> **SUPPLIED DATA**:
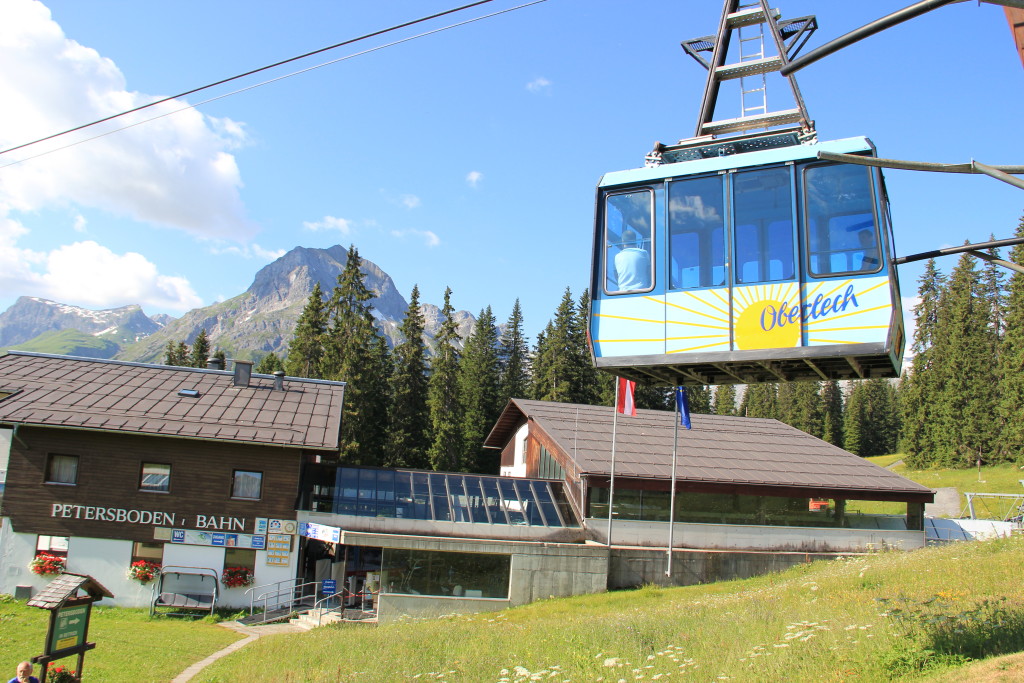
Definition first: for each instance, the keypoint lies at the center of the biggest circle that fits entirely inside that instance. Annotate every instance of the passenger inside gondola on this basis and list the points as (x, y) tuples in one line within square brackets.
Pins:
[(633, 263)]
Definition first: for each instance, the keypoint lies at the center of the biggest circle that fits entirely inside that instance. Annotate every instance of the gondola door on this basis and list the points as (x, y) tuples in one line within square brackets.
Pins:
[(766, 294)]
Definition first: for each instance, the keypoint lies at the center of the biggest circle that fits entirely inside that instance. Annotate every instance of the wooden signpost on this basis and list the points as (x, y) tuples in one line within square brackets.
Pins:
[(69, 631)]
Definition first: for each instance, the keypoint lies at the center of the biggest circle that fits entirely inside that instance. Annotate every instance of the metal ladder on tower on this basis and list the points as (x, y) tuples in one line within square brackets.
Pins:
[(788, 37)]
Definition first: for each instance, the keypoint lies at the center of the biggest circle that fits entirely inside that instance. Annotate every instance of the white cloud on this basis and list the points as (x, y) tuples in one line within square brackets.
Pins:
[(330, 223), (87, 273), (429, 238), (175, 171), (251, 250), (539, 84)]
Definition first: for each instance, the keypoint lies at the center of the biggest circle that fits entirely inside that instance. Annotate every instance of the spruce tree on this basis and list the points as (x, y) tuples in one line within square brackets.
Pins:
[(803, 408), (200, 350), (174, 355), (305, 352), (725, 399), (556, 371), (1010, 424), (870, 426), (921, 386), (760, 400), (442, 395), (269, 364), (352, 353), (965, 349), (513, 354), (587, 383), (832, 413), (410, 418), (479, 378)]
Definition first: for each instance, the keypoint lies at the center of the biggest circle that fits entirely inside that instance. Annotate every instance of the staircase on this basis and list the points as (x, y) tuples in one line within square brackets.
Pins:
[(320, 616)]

--

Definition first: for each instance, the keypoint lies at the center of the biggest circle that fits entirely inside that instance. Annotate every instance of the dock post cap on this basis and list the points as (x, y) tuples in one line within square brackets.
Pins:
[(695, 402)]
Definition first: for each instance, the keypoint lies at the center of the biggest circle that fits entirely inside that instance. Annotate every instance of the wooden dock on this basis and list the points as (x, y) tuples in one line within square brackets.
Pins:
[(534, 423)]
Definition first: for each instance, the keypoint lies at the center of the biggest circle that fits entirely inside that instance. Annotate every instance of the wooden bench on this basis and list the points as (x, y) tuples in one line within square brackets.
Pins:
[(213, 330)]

> **YOUR INSTRUCTIONS**:
From the listing, copy each line containing the word "wooden".

> **EXERCISE RESPONSE**:
Definition first: for each instance, the keypoint lies at the center of the biggest circle that fits entirely inside that instance. Annotate every instance of the wooden signpost on this basis and list the points as (x, y) tuples in one line within square brackets.
Definition first: for each instance, the keypoint lies at the center of the biggest circle that fits entirely inside that instance. Annotate every instance of the wooden dock on this basis and list the points as (x, y) tuples in one line within square brackets.
Definition first: for each instance, the keypoint lies at the center of the biggest circle that fits entirely inside that instance. Annotate every instance of the wooden bench on this basis and list the points as (x, y) tuples in one line within square brackets.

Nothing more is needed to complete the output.